===== Record extracts =====
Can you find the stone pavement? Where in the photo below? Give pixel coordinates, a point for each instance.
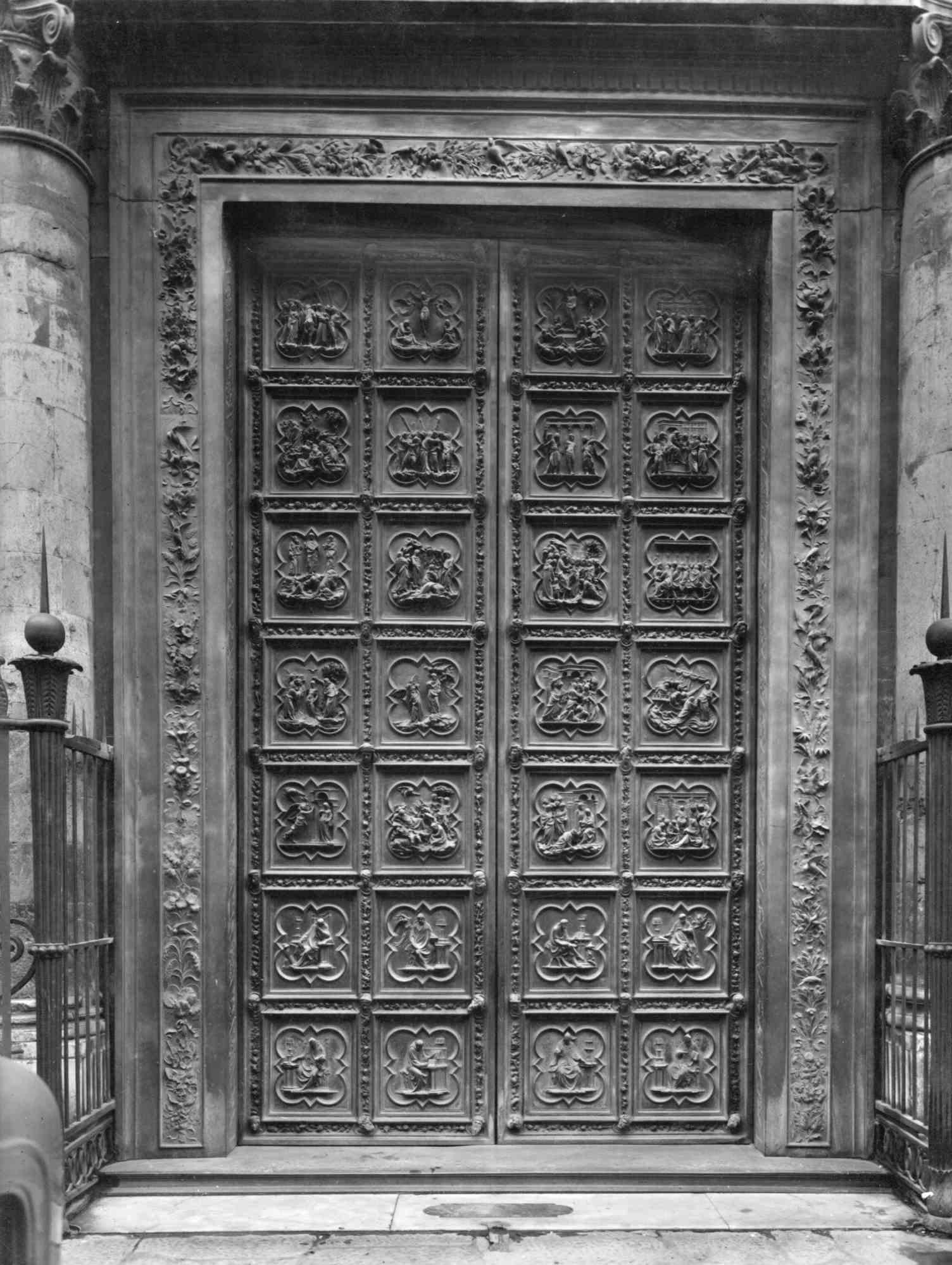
(670, 1229)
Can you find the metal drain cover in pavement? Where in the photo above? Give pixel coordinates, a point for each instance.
(498, 1211)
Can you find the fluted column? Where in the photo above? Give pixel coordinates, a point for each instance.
(45, 352)
(922, 134)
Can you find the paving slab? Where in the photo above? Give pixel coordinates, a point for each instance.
(234, 1214)
(623, 1248)
(567, 1212)
(841, 1211)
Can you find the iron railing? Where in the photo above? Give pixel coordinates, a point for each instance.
(69, 967)
(902, 1011)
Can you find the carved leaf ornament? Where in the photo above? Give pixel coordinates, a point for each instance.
(315, 1064)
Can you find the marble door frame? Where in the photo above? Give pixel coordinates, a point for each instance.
(177, 172)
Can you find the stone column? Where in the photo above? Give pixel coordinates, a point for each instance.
(45, 351)
(922, 133)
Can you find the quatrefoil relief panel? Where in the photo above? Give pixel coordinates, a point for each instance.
(425, 447)
(680, 1068)
(426, 320)
(682, 328)
(312, 942)
(313, 319)
(573, 1072)
(312, 1068)
(425, 696)
(422, 1069)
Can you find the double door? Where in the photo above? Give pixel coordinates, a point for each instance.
(497, 571)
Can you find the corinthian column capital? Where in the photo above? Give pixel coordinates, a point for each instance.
(42, 89)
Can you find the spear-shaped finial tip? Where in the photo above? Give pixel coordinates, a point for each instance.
(45, 633)
(939, 635)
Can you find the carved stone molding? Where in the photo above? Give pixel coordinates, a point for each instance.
(921, 109)
(41, 81)
(479, 161)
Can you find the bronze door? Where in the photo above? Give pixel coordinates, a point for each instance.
(497, 807)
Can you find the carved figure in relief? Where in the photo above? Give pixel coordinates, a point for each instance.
(682, 573)
(682, 327)
(422, 944)
(569, 943)
(423, 821)
(425, 446)
(569, 1067)
(312, 570)
(569, 823)
(425, 696)
(682, 451)
(426, 320)
(311, 696)
(311, 943)
(570, 696)
(679, 943)
(572, 325)
(682, 697)
(312, 320)
(311, 1064)
(678, 1066)
(423, 1068)
(570, 572)
(570, 448)
(312, 444)
(682, 821)
(311, 819)
(423, 572)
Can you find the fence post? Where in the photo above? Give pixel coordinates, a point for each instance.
(937, 687)
(45, 683)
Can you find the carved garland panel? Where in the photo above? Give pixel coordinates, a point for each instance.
(692, 462)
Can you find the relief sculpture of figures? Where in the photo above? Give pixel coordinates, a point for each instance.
(425, 1068)
(312, 444)
(311, 1064)
(423, 696)
(682, 696)
(425, 446)
(680, 823)
(677, 1067)
(570, 696)
(570, 572)
(682, 575)
(572, 325)
(311, 944)
(569, 1067)
(311, 696)
(422, 944)
(569, 943)
(679, 944)
(423, 821)
(311, 820)
(682, 327)
(682, 451)
(569, 821)
(425, 571)
(426, 321)
(312, 320)
(570, 448)
(312, 570)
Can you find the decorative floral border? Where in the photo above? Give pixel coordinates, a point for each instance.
(626, 162)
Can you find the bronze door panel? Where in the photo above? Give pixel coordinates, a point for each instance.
(497, 573)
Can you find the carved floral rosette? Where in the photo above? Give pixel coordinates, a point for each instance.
(765, 163)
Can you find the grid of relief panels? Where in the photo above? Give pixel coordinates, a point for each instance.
(368, 542)
(625, 820)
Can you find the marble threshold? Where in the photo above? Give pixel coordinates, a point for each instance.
(275, 1169)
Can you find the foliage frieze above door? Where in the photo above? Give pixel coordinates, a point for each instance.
(686, 453)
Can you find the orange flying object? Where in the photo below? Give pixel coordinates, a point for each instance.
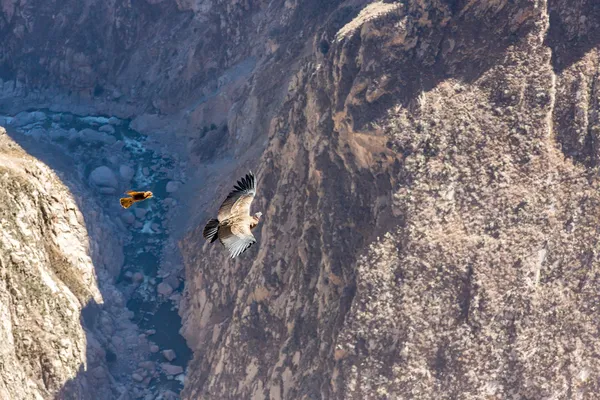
(126, 202)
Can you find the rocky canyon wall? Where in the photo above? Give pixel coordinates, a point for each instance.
(426, 170)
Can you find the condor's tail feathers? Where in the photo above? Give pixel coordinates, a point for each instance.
(211, 229)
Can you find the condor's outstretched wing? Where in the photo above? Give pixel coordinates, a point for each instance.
(237, 238)
(238, 200)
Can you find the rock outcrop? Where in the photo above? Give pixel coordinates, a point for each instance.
(431, 213)
(426, 170)
(47, 283)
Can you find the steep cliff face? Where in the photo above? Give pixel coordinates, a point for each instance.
(430, 215)
(47, 278)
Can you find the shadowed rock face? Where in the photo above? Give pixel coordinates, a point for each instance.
(425, 173)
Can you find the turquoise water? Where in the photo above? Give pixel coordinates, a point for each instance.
(145, 247)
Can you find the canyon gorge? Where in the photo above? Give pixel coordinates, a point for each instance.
(427, 173)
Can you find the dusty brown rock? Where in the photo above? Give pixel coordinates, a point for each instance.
(170, 369)
(424, 236)
(426, 178)
(169, 354)
(47, 279)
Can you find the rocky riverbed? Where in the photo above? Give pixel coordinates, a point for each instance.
(106, 157)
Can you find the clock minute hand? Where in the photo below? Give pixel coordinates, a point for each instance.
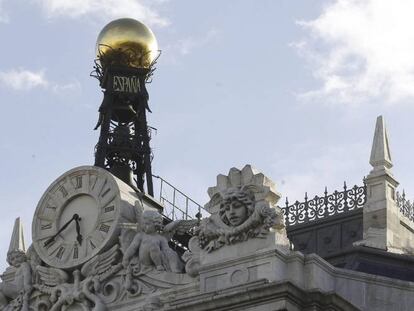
(61, 229)
(79, 235)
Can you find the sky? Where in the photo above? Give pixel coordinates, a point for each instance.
(290, 87)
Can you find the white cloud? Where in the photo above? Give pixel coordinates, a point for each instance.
(22, 79)
(185, 46)
(329, 166)
(25, 80)
(142, 10)
(361, 50)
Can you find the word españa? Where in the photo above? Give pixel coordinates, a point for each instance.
(126, 84)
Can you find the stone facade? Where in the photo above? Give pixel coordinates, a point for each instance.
(238, 258)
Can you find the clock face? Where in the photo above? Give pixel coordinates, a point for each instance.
(76, 217)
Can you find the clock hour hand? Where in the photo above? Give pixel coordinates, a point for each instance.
(76, 216)
(79, 235)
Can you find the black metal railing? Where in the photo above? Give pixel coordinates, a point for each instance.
(178, 205)
(328, 205)
(406, 206)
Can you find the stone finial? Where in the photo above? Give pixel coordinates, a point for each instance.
(380, 152)
(17, 239)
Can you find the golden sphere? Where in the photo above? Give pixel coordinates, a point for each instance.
(128, 42)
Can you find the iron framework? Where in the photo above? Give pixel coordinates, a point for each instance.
(178, 205)
(324, 206)
(406, 206)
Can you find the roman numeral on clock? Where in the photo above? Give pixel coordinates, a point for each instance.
(104, 228)
(46, 226)
(63, 191)
(108, 209)
(105, 192)
(92, 245)
(75, 252)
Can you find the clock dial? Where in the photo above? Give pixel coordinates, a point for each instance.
(77, 217)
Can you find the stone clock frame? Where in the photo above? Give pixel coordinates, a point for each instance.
(102, 202)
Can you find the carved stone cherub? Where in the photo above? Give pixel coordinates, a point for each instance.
(151, 247)
(19, 286)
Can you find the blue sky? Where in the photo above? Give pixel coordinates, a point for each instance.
(291, 87)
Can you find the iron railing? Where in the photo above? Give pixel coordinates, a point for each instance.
(328, 205)
(178, 205)
(406, 206)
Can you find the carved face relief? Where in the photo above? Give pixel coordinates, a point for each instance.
(16, 258)
(236, 213)
(236, 207)
(152, 222)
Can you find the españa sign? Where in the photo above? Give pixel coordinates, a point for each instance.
(126, 84)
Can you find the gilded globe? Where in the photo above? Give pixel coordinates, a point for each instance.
(128, 42)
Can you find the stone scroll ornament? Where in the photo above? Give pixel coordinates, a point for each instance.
(242, 207)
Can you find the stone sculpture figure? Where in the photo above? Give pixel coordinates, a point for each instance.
(151, 247)
(19, 286)
(242, 207)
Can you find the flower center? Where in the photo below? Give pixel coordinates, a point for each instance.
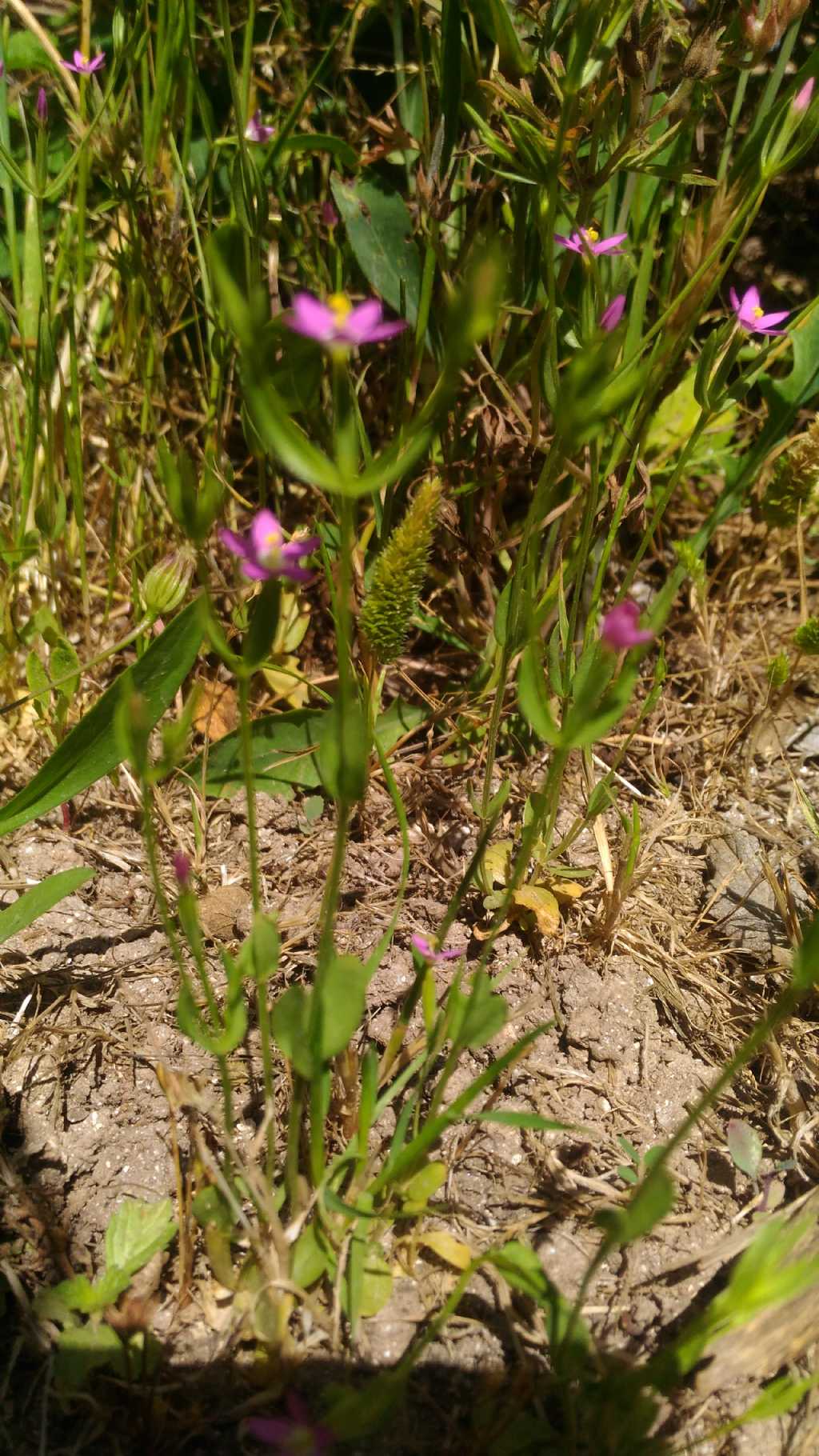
(273, 546)
(341, 306)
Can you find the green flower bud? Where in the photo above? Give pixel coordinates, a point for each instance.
(166, 582)
(806, 637)
(778, 671)
(398, 577)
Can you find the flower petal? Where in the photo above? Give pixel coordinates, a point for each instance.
(360, 322)
(609, 245)
(611, 316)
(257, 573)
(312, 318)
(302, 546)
(262, 527)
(236, 543)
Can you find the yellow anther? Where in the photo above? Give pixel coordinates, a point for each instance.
(341, 305)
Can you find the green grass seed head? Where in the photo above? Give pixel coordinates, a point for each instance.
(398, 577)
(794, 481)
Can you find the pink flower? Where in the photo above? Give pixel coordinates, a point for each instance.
(611, 316)
(751, 316)
(83, 67)
(257, 131)
(294, 1434)
(424, 946)
(588, 241)
(618, 628)
(264, 552)
(337, 322)
(802, 99)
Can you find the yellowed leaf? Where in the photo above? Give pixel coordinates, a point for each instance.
(495, 864)
(541, 903)
(447, 1248)
(217, 711)
(287, 682)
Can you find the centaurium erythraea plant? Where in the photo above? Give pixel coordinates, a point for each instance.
(265, 554)
(338, 323)
(751, 316)
(257, 130)
(293, 1434)
(618, 628)
(611, 315)
(82, 66)
(588, 241)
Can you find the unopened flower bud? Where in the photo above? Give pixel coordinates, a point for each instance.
(165, 586)
(802, 99)
(806, 637)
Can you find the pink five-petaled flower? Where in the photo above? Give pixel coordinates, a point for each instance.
(337, 323)
(257, 131)
(620, 630)
(293, 1434)
(611, 316)
(425, 948)
(264, 552)
(588, 241)
(85, 67)
(751, 316)
(803, 97)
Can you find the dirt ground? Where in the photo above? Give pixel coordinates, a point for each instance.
(643, 1014)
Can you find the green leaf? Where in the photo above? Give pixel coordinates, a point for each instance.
(92, 749)
(745, 1146)
(290, 1027)
(40, 898)
(24, 53)
(344, 750)
(83, 1350)
(323, 142)
(218, 1042)
(284, 749)
(648, 1206)
(376, 1282)
(533, 695)
(806, 960)
(211, 1210)
(278, 433)
(485, 1014)
(378, 229)
(341, 1001)
(136, 1232)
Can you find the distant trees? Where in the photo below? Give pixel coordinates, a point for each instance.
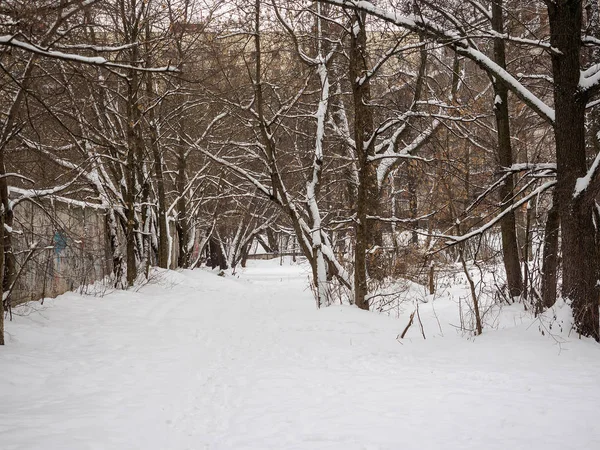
(355, 124)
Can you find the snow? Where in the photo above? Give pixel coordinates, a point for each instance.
(197, 361)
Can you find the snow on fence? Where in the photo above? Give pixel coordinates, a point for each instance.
(71, 248)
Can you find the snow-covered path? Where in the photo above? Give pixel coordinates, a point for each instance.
(249, 363)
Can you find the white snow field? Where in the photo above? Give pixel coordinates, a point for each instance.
(198, 361)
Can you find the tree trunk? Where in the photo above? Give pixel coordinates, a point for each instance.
(580, 262)
(182, 227)
(510, 249)
(163, 238)
(365, 233)
(1, 273)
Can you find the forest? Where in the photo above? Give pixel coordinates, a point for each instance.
(379, 140)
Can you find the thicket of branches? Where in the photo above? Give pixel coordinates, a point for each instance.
(385, 138)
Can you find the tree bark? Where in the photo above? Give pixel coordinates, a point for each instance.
(367, 195)
(580, 260)
(510, 249)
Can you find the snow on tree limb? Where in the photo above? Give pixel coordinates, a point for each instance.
(459, 43)
(12, 41)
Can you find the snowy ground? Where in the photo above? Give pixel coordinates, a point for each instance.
(199, 361)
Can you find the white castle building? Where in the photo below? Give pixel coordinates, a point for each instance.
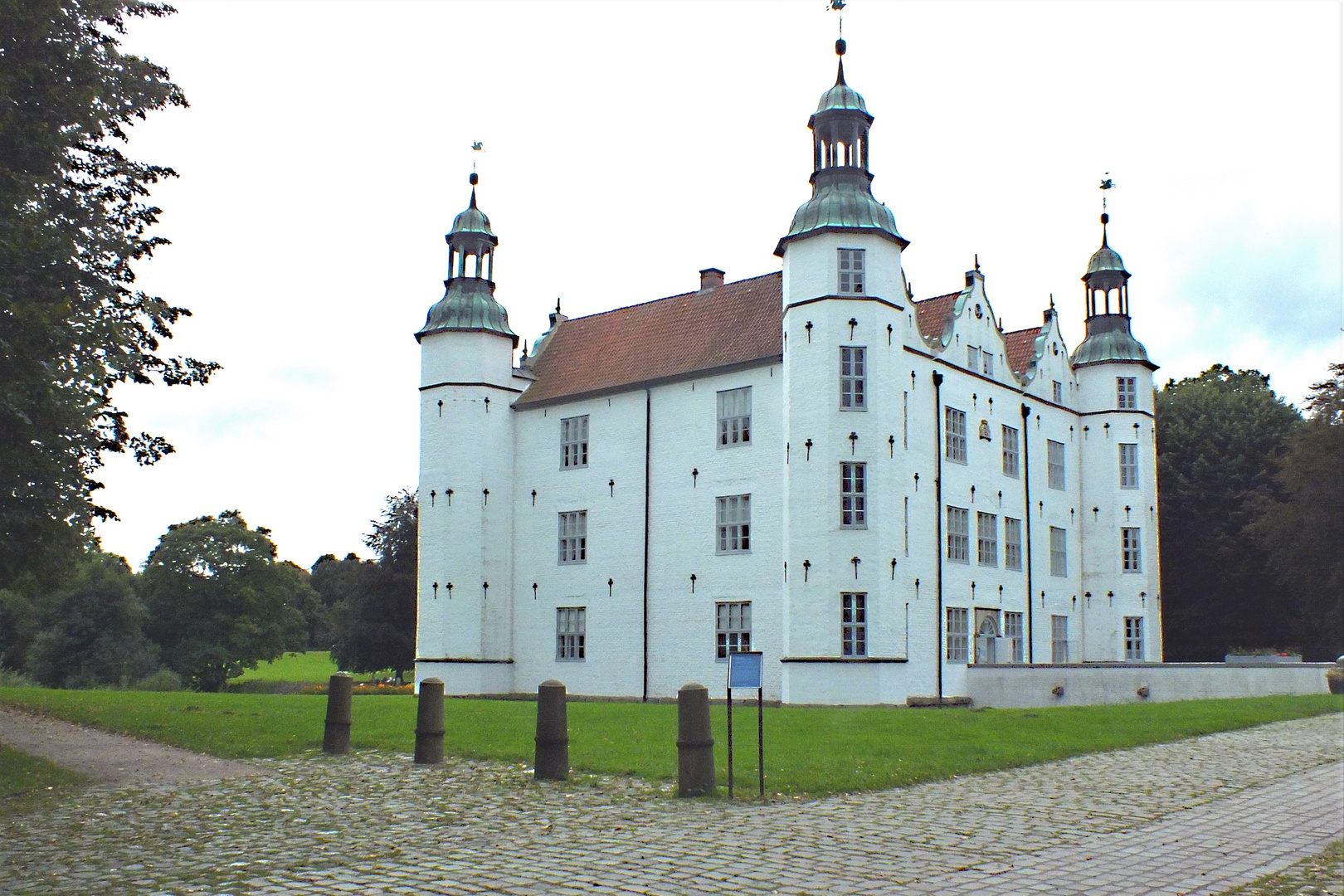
(871, 490)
=====
What is being asked: Retype the listing above, everything from the line containing "Can you find the bronze door?" down to the line containing "(275, 1169)", with both of those lines included, character for character.

Response to the task:
Can you find the bronze door? Where in the photo above? Give pixel coordinates, a point for each instance.
(497, 807)
Can you find the carved figure in relief? Where in the photo above? Give pixel coordinates, a point for each instance.
(682, 573)
(682, 327)
(422, 944)
(569, 943)
(423, 821)
(425, 446)
(569, 1067)
(312, 570)
(569, 823)
(425, 696)
(682, 451)
(426, 320)
(311, 696)
(311, 943)
(570, 696)
(679, 943)
(572, 325)
(682, 697)
(312, 320)
(311, 1064)
(678, 1066)
(423, 1068)
(570, 572)
(570, 448)
(312, 444)
(682, 821)
(311, 819)
(423, 572)
Can you find the fence post? Where in the photo above? Give pixel coordinates, a point for each instance.
(937, 687)
(45, 683)
Can you find the carved garland panel? Where in the photo above? Give pixel coordinates, a point for each instance.
(692, 462)
Can you find the relief sculpture of figures? Where in the photo above? Give pixel coordinates, a point for each instance.
(425, 1068)
(312, 444)
(311, 1064)
(423, 696)
(682, 696)
(425, 446)
(680, 823)
(677, 1067)
(570, 696)
(570, 572)
(682, 575)
(572, 325)
(311, 944)
(569, 1067)
(311, 696)
(422, 944)
(569, 943)
(679, 944)
(423, 821)
(311, 820)
(682, 327)
(682, 451)
(569, 821)
(425, 571)
(426, 321)
(312, 320)
(570, 448)
(312, 570)
Can you find the decorative floral border? Where in the photo above? Give pixel coordinates, a point for each instance.
(626, 162)
Can you find the bronze door panel? Where in the photo above? Give pixel coordinates, a point for each instance.
(497, 573)
Can you find the carved floral rosette? Where in the photo above? Give pixel coordinates, a point for each instance.
(765, 163)
Can you find the grid of relief panels? Where in the photo above? Give pixel coordinates, a point for each instance.
(368, 542)
(625, 820)
Can you find the marble threshold? Where in the photo above? Give pixel coordinates, a point for each instance.
(275, 1169)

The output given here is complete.